Please decide whether each statement agrees with the Johndale C. Solem text below, answering yes or no and quoting the deciding words. 1. Solem earned his Ph.D. in physics in 1968. 2. Solem was with Los Alamos from 1963 to 2000. 3. Solem held management positions from 1971 to 1988.
*** Document extract ***
American theoretical physicist

Johndale C. Solem (born 1941) is an American theoretical physicist and Fellow of Los Alamos National Laboratory. Solem has authored or co-authored over 185 technical papers in many different scientific fields. He is best known for his work on avoiding comet or asteroid collisions with Earth and on interstellar spacecraft propulsion.

== Education and career ==

At Yale University, Johndale C. Solem earned his B.S. cum laude in Physics in 1963 and his Ph.D. in physics in 1968. His Ph.D. thesis work under Glen A. Rebka, Jr. was on dynamic nuclear polarization in deuterium hydride. He then joined the Theoretical Division of Los Alamos Scientific Laboratory (subsequently known as Los Alamos National Laboratory) in New Mexico (1969-2000).

Concurrently with his research, Solem held several management positions (1971-1988). Some of his appointments were: Group Leader of Thermonuclear Weapons Physics, Group Leader of Neutron Physics, Group Leader of High-Energy-Density Physics, Deputy Division Leader of Physics, and Associate Division Leader of Theory.

Shortly after the breakup of the Soviet Union, Solem led a U.S./Russia joint collaboration of scientists in an effort to obtain good science and to improve US/Russia relations.
*** End of Document extract ***
*** Given records ***
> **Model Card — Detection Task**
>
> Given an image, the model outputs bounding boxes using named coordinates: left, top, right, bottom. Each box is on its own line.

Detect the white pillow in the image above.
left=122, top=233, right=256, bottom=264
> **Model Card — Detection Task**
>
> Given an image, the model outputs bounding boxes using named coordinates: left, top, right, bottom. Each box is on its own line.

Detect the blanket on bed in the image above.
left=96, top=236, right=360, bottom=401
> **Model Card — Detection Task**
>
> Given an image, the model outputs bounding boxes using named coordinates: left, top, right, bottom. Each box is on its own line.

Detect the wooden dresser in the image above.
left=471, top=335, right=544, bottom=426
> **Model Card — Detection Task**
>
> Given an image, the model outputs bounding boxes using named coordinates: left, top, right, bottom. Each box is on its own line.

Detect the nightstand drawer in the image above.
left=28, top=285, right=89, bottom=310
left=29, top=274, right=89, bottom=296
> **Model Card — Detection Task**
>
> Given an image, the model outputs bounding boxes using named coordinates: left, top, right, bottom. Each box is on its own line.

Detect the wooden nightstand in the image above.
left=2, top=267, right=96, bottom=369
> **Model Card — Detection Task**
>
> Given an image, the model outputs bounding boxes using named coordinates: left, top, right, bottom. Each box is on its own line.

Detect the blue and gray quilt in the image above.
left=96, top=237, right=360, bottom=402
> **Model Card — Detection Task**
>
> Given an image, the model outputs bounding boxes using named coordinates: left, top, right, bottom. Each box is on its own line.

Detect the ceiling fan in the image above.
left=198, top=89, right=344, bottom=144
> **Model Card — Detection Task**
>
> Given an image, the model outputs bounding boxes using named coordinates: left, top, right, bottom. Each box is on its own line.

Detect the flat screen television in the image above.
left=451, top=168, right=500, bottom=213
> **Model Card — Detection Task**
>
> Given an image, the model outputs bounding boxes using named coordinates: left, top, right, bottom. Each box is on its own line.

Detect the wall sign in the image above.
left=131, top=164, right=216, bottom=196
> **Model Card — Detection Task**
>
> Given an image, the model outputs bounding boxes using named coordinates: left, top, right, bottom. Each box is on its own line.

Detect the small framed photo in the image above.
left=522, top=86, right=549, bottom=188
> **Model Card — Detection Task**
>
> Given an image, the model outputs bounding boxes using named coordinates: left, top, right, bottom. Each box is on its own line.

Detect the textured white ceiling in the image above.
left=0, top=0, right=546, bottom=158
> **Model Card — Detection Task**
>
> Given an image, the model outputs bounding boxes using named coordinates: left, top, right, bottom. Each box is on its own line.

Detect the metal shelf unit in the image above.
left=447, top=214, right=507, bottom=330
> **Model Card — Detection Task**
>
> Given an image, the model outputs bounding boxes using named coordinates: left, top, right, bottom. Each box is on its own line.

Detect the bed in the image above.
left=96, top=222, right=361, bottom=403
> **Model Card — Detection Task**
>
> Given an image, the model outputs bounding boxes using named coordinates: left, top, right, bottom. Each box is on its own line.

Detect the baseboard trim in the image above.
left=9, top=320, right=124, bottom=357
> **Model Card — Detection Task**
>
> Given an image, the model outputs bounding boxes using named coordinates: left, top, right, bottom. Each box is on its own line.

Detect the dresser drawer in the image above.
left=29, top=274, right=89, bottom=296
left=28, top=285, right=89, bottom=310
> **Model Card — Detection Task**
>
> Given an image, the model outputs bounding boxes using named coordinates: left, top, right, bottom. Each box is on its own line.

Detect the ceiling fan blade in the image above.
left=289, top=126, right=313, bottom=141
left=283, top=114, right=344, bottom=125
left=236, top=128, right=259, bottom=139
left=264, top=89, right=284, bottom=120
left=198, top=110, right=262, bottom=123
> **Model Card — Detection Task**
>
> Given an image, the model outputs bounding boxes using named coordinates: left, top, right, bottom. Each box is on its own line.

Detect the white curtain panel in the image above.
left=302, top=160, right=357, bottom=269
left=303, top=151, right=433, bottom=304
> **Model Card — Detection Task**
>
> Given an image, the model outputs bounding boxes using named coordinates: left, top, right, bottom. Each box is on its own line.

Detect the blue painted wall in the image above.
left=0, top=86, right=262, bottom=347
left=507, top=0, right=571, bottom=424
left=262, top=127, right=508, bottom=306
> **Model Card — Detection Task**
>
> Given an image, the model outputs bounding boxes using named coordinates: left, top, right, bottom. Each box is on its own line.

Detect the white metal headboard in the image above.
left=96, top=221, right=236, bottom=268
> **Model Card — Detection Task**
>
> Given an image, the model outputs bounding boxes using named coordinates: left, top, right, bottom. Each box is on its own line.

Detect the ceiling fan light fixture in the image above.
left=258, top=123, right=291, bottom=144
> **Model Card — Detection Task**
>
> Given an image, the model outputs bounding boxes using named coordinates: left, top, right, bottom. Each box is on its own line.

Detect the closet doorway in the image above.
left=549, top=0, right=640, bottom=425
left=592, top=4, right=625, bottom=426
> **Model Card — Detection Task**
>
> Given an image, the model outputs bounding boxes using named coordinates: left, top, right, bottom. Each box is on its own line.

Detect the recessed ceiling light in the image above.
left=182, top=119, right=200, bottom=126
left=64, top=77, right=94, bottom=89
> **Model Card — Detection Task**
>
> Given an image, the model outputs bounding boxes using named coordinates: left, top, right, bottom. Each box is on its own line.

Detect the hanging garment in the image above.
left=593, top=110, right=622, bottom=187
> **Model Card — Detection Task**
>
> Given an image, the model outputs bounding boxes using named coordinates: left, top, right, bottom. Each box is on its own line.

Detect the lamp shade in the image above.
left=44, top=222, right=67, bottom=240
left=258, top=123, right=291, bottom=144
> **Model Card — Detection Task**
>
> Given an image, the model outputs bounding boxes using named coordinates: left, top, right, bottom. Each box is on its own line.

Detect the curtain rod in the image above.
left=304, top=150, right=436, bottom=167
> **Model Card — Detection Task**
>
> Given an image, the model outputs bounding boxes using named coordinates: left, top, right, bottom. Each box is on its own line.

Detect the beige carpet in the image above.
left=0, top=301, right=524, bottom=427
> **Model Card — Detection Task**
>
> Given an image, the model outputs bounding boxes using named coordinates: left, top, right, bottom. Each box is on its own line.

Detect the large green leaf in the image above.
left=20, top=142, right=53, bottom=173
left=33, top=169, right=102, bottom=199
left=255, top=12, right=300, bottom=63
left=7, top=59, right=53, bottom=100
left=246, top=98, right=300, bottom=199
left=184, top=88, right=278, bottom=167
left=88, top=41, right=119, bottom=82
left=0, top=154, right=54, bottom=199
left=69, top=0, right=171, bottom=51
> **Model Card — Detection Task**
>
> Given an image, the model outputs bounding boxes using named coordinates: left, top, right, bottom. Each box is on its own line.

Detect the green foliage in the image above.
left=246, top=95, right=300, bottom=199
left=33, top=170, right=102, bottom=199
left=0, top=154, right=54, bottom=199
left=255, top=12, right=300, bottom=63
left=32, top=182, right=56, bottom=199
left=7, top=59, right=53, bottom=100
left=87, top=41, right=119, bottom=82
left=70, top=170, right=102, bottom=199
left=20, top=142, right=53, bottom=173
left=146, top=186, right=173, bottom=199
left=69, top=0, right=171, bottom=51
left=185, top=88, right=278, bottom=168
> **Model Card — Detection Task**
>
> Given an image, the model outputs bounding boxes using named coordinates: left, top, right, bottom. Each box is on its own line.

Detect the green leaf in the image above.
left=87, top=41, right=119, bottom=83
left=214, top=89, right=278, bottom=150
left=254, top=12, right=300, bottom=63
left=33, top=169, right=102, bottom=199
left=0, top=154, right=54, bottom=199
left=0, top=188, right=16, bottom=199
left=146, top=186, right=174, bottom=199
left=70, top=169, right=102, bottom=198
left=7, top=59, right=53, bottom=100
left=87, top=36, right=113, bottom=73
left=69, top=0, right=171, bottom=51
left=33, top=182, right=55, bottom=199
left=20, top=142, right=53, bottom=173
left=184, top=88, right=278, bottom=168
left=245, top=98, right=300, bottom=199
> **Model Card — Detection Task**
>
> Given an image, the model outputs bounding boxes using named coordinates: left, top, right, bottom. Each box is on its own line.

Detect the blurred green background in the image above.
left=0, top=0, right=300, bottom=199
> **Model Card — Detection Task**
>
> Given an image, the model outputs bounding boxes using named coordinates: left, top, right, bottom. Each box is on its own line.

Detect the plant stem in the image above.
*** End of Given records ***
## Solution to this exercise
1. Yes: "his Ph.D. in physics in 1968"
2. No: "in New Mexico (1969-2000)"
3. Yes: "Solem held several management positions (1971-1988)"